Task inputs START

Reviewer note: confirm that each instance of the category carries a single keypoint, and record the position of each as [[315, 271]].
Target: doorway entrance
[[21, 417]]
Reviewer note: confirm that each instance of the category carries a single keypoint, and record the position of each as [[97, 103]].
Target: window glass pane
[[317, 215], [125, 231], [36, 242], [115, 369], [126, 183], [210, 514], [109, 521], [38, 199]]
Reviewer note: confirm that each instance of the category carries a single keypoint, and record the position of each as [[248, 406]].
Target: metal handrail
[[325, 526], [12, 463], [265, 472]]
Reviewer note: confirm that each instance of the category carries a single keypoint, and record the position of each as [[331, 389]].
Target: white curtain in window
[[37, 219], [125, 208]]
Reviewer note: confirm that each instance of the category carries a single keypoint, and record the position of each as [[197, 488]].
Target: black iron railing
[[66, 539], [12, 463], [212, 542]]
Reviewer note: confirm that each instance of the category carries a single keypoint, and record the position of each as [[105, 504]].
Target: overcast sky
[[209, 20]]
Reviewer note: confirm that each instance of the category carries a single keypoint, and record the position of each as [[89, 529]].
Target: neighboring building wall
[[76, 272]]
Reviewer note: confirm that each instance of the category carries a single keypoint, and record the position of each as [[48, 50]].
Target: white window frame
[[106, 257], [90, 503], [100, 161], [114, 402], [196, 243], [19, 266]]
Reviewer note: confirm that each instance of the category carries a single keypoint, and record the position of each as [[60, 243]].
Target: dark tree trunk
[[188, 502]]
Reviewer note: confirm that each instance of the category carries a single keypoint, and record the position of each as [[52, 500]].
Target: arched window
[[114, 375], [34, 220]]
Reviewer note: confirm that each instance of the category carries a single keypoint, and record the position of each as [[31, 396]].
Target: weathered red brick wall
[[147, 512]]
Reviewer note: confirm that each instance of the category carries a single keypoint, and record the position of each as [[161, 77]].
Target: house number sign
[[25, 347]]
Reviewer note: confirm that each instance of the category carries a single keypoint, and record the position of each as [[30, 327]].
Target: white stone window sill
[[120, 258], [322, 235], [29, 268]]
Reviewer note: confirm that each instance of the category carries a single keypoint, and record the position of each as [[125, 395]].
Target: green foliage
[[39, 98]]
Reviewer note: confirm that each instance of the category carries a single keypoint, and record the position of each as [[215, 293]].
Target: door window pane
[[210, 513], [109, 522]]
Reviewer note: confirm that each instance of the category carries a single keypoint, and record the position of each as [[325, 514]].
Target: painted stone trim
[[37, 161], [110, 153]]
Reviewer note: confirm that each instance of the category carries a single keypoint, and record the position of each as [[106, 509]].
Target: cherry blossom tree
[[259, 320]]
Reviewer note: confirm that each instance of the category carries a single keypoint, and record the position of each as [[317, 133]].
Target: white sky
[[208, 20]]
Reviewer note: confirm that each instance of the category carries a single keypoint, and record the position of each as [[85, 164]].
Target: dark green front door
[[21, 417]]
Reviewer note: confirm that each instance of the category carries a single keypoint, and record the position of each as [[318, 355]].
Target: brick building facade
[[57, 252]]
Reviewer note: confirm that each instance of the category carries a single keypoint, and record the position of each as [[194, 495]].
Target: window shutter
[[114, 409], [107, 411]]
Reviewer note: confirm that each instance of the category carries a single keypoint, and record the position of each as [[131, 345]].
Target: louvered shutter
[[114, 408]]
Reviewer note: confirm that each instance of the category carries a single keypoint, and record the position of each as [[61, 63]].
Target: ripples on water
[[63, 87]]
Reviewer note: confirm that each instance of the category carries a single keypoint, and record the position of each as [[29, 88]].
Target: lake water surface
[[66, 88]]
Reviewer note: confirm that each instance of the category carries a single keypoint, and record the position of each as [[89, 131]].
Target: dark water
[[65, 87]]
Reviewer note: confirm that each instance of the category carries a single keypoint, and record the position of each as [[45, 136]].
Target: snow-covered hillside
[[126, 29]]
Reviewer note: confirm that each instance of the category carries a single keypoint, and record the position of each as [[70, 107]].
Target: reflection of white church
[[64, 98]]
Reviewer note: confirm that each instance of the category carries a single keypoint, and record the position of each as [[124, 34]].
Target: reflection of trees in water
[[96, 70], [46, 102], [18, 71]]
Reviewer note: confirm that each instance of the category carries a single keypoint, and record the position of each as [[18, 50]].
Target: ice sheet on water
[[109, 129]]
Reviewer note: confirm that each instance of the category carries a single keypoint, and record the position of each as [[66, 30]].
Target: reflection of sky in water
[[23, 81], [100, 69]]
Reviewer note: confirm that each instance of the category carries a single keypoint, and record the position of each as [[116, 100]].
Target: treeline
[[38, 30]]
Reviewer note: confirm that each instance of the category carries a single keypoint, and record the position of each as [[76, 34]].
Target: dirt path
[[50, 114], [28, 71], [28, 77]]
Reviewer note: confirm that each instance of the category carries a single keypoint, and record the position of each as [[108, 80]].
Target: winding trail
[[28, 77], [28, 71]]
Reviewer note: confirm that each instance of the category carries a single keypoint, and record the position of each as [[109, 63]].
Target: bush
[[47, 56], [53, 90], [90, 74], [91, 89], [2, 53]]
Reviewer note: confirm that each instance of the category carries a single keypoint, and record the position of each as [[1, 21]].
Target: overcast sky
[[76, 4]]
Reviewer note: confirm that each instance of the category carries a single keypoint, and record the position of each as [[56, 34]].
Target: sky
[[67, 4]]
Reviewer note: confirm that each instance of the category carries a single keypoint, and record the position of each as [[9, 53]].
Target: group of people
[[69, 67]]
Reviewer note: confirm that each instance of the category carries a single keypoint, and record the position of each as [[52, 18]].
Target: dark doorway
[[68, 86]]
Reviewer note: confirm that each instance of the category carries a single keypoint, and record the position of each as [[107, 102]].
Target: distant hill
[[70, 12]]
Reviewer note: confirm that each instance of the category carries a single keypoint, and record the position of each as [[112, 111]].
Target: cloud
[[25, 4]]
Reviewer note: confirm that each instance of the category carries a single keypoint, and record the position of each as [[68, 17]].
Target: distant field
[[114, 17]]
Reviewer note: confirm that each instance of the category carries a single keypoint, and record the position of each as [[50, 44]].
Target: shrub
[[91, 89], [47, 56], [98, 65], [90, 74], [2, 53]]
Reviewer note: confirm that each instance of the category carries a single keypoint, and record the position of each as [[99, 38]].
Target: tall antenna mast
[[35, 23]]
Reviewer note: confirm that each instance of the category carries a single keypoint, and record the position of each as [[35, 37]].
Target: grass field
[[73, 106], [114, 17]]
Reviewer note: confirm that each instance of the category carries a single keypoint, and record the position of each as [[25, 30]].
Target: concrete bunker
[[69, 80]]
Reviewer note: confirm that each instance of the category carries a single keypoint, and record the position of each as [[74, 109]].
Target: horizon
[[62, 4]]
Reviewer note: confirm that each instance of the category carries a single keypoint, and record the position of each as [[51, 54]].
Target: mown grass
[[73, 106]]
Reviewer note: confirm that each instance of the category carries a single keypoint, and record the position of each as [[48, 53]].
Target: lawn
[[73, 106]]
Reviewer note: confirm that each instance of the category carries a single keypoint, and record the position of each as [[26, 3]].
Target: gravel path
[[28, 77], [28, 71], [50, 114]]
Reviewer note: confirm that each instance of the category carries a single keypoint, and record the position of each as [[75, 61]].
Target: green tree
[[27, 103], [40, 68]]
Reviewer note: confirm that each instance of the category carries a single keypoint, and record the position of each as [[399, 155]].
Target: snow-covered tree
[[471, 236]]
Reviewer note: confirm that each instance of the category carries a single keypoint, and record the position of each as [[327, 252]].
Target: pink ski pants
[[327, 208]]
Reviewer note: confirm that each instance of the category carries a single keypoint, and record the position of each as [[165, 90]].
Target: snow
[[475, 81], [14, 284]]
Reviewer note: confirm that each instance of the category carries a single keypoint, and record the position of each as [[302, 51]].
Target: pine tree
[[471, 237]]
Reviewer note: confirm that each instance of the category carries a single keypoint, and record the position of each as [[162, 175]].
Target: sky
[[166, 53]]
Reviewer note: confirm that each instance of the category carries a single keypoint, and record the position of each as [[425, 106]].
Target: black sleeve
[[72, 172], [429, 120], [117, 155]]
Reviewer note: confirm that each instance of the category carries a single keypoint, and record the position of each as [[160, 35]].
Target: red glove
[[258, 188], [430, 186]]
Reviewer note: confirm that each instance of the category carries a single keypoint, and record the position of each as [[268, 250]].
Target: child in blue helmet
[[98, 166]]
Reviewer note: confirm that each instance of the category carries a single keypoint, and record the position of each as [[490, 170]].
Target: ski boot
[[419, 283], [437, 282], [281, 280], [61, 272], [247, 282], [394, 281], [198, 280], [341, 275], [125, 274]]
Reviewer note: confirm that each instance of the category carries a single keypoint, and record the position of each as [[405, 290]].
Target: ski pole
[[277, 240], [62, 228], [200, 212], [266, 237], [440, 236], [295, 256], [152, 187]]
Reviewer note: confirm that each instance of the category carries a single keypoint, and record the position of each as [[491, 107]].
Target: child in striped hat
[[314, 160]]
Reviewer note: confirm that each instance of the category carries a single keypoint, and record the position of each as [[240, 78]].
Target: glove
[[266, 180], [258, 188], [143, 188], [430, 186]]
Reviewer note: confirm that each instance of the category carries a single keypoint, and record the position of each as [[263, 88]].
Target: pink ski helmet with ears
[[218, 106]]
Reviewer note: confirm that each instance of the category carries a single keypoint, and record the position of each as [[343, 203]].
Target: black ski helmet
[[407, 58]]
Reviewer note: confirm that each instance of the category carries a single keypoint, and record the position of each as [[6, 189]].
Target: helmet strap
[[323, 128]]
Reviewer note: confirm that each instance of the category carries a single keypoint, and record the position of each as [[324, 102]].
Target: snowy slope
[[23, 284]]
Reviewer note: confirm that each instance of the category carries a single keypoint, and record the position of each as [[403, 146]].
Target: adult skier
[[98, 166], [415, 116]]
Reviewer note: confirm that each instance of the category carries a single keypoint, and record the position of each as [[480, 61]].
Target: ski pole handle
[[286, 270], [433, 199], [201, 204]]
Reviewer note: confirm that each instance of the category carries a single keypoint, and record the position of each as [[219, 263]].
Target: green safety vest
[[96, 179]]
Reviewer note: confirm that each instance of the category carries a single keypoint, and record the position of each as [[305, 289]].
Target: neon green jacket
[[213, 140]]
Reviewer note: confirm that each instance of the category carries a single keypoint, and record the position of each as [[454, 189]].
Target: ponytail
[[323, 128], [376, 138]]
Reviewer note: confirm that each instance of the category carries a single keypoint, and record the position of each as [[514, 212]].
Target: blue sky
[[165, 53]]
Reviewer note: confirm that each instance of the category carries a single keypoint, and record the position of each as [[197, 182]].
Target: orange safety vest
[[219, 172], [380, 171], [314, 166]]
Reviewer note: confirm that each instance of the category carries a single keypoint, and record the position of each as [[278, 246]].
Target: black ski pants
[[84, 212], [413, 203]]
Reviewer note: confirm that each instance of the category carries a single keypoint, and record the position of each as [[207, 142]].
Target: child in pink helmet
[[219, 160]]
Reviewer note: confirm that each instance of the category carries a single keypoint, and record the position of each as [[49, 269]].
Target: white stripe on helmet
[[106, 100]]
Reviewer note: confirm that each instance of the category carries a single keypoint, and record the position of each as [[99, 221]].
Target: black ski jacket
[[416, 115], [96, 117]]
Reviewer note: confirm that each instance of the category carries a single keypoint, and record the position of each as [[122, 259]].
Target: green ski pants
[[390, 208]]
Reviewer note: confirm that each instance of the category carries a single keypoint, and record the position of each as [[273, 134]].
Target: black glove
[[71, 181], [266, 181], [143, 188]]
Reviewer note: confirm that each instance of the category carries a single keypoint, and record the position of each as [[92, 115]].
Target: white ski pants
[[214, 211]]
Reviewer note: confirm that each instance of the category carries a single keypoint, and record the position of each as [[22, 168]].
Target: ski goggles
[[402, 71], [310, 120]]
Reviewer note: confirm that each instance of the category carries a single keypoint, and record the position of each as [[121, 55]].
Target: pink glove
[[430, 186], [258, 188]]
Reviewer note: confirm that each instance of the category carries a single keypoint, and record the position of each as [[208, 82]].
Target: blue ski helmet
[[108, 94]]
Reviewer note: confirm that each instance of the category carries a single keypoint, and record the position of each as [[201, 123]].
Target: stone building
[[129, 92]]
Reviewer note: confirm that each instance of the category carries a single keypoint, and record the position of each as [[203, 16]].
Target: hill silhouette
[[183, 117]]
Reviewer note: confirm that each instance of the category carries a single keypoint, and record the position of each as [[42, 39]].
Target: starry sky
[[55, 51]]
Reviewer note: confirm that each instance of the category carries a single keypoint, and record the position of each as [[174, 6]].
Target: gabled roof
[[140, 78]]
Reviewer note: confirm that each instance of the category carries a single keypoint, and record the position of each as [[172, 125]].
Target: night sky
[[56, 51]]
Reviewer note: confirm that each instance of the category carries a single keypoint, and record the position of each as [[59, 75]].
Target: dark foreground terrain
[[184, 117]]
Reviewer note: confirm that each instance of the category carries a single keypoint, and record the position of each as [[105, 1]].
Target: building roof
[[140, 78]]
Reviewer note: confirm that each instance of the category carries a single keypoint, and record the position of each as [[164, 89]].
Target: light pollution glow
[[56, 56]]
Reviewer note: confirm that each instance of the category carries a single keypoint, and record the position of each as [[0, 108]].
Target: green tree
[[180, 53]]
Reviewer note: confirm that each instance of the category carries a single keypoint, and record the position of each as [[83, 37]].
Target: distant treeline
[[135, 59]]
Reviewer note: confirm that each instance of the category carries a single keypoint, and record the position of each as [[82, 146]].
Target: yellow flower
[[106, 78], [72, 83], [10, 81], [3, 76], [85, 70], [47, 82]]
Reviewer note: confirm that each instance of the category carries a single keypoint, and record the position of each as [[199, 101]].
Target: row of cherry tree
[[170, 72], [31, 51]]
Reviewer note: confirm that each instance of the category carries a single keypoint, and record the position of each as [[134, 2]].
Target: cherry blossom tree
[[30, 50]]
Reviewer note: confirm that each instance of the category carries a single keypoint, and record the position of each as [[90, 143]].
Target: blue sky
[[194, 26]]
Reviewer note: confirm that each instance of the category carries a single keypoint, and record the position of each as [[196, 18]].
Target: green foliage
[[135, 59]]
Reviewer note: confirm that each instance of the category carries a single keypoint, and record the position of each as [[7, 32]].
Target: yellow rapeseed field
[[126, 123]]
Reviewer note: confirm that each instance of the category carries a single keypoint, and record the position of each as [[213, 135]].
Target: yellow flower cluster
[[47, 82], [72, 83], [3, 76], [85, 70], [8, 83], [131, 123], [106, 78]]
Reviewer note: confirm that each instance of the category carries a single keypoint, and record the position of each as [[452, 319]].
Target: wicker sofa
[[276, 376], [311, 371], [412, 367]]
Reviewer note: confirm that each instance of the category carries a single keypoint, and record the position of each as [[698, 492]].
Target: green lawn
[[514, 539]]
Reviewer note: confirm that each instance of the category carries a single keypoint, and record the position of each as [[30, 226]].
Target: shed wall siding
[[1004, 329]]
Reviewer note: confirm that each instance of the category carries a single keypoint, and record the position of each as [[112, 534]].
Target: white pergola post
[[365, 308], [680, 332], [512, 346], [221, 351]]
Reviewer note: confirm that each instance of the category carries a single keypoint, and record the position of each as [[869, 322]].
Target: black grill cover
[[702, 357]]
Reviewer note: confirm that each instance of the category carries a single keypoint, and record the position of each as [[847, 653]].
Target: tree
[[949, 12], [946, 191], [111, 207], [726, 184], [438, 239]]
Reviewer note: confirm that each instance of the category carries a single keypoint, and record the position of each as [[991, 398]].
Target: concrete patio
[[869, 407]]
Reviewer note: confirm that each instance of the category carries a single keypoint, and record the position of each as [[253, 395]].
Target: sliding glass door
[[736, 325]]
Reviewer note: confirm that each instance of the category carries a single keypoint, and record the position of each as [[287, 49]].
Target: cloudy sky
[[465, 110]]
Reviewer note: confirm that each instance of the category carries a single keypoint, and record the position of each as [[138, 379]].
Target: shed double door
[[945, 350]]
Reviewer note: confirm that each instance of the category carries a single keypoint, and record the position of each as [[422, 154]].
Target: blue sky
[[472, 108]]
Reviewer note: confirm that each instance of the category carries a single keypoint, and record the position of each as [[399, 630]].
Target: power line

Task inputs END

What to produce
All lines above from the one with "as [[56, 34]]." to the one with "as [[107, 102]].", inclusive, should be copied exactly, and no other lines.

Answer below
Reviewer note: confirm that each instance of the category carries a single keypoint, and record the position of each as [[56, 34]].
Target: sky
[[67, 4]]
Reviewer note: confirm that each instance of the category carries a single keypoint, and record the position of each as [[9, 53]].
Target: group of people
[[69, 67]]
Reviewer note: confirm that each instance of the category carries a single keypoint, and record the position of each as [[52, 18]].
Target: dark doorway
[[68, 86]]
Reviewer note: confirm that each instance of the category carries a single keypoint, and record the position of each as [[107, 102]].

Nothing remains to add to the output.